***** EXERCISE MATERIALS *****
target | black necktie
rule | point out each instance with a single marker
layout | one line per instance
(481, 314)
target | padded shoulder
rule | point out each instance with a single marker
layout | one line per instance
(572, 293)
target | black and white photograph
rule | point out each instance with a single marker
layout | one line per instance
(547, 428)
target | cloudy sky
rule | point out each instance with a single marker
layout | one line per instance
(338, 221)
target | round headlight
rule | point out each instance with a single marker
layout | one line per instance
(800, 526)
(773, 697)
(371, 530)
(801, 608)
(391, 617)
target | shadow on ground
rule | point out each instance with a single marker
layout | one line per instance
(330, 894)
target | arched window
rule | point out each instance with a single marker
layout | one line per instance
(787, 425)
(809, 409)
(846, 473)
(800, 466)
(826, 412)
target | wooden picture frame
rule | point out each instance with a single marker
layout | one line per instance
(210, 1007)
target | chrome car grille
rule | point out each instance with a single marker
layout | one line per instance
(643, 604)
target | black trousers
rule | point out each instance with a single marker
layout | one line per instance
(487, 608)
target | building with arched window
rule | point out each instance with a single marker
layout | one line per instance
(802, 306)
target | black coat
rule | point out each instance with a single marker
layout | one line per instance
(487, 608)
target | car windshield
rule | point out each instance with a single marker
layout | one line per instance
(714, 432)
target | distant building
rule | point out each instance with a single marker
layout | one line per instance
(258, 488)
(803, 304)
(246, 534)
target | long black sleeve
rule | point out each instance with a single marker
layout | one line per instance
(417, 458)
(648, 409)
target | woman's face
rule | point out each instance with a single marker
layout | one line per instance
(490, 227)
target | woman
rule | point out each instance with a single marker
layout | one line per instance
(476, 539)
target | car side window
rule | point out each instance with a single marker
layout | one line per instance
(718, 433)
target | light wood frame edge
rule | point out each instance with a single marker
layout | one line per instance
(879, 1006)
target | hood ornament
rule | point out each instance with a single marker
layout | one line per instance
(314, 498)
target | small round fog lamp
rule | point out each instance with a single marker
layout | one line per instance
*****
[TASK INSTRUCTIONS] Render every line of the material above as a JSON array of strings, one string per line, with blank lines omitted.

[SOLVED PROBLEM]
[
  "target | black necktie",
  "rule | point out each instance with a single marker",
  "layout | one line per instance",
  "(481, 314)",
  "target | padded shoulder",
  "rule | point out each instance with a single marker",
  "layout | one line per instance",
  "(572, 293)",
  "target | black and white photograph",
  "rule | point out each instance with a single marker",
  "layout | one line per instance",
  "(547, 428)",
  "target | cloudy sky",
  "rule | point out each instance with a single marker",
  "layout | one line per instance",
  "(338, 221)",
  "target | round headlight",
  "rule | point out each instance with a single marker",
  "layout | one line per instance",
  "(800, 526)",
  "(773, 697)",
  "(371, 530)",
  "(801, 608)",
  "(391, 617)",
  "target | shadow on ground",
  "rule | point out each instance with a single marker",
  "layout | one line per instance",
  "(330, 894)",
  "target | arched window",
  "rule | point out each instance with a single marker",
  "layout | one line per instance",
  "(787, 425)",
  "(809, 409)",
  "(846, 473)",
  "(800, 466)",
  "(826, 412)",
  "target | wooden picture frame",
  "rule | point out each instance with a single marker",
  "layout | one line per instance",
  "(210, 1007)",
  "target | chrome car grille",
  "rule | point out each instance with a single marker",
  "layout | one line per instance",
  "(643, 604)",
  "target | black trousers",
  "rule | point out each instance with a single marker",
  "layout | one line per instance",
  "(487, 608)",
  "target | building with arched window",
  "rule | point out each instance with a single marker",
  "layout | one line per instance",
  "(802, 306)",
  "target | black coat",
  "rule | point out each instance with a single marker",
  "layout | one line per instance",
  "(487, 608)",
  "target | car windshield",
  "rule | point out each instance with a single marker",
  "layout | one line per instance",
  "(714, 432)",
  "target | distant building",
  "rule | point out each instance with a single marker",
  "layout | one line per instance",
  "(258, 488)",
  "(803, 304)",
  "(246, 534)",
  "target | long black sleeve",
  "rule | point out each instance with a single marker",
  "layout | one line per instance",
  "(417, 458)",
  "(648, 409)",
  "target | woman's face",
  "rule | point out each instance with a single marker",
  "layout | one line per instance",
  "(490, 227)",
  "target | woman",
  "rule | point out each instance with a single marker",
  "layout | one line per instance",
  "(476, 539)",
  "target | car side window",
  "rule | point out each instance with a single marker",
  "layout | one line per instance",
  "(718, 433)",
  "target | light wood frame edge",
  "rule | point out each instance with a single marker",
  "layout | one line per instance",
  "(879, 1006)",
  "target | hood ornament",
  "rule | point out each instance with a single marker",
  "layout | one line per instance",
  "(314, 498)",
  "target | small round fog lamp",
  "rule | point out each instance with a single marker",
  "layout | one line per instance"
]